### [Data for this task]
○ ○ ○ ○ ○ ○ ○
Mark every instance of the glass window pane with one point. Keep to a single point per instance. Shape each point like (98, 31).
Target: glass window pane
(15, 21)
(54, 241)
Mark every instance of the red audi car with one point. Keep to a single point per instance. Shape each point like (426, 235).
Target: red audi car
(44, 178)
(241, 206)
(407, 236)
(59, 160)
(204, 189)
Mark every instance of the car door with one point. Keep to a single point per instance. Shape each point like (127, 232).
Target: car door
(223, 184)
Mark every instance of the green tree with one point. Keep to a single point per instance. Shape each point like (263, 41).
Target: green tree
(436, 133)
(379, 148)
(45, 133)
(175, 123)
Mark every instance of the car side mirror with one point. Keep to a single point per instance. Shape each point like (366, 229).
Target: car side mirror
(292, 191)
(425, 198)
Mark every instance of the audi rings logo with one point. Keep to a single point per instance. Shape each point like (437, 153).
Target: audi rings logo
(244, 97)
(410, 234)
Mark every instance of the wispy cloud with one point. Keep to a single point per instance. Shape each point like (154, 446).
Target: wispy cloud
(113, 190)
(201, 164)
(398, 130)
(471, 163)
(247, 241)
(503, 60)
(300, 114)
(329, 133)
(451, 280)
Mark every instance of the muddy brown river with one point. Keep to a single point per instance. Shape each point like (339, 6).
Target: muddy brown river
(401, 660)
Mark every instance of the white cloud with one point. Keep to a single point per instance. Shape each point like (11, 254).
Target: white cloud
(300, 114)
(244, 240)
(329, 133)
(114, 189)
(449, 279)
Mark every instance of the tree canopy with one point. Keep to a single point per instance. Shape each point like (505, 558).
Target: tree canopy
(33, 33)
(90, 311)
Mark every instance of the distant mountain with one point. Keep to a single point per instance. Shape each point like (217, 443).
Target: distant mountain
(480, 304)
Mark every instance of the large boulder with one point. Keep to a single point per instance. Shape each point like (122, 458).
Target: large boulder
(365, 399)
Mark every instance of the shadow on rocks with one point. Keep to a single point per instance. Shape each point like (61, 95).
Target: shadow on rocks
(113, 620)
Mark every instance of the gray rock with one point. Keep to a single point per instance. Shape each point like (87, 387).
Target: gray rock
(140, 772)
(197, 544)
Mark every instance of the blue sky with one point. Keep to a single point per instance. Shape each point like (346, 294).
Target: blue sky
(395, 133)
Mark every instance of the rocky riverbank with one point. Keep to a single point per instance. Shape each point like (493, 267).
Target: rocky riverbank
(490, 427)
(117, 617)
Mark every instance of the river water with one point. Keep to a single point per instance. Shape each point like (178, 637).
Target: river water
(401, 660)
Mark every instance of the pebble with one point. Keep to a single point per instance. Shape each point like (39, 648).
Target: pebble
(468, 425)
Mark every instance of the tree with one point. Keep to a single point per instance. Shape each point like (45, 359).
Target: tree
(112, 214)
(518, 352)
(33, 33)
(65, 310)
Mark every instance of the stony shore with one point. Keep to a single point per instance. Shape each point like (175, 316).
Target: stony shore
○ ○ ○ ○ ○ ○ ○
### [What to work on]
Lines from the one containing "Target: gray rock" through the end of the entries above must be copied exactly; include both ends and no other lines.

### [Solution below]
Target: gray rock
(140, 772)
(197, 544)
Mark every instance of the blue sky with one point. Keep to a single point per instance. Shape each point like (346, 294).
Target: blue sky
(395, 133)
Mark every instance of the rocky riverbank with one point. Keep to a single point per instance. Shape each point like (493, 267).
Target: rocky riverbank
(490, 427)
(117, 617)
Mark every instance of the river water with one point. Keep to a single point per instance. Shape each point like (178, 637).
Target: river water
(401, 660)
Mark every instance of the pebble with one point. Keep to a single point per instance. Shape each point like (39, 648).
Target: pebble
(468, 425)
Mark every instance of the tree with one point. Keep to a single point per instance. Shape each point like (45, 359).
Target: tree
(112, 214)
(518, 352)
(33, 33)
(65, 310)
Mark every instance of the stony shore with one point. Keep to a single point per instance. Shape each point like (175, 316).
Target: stony shore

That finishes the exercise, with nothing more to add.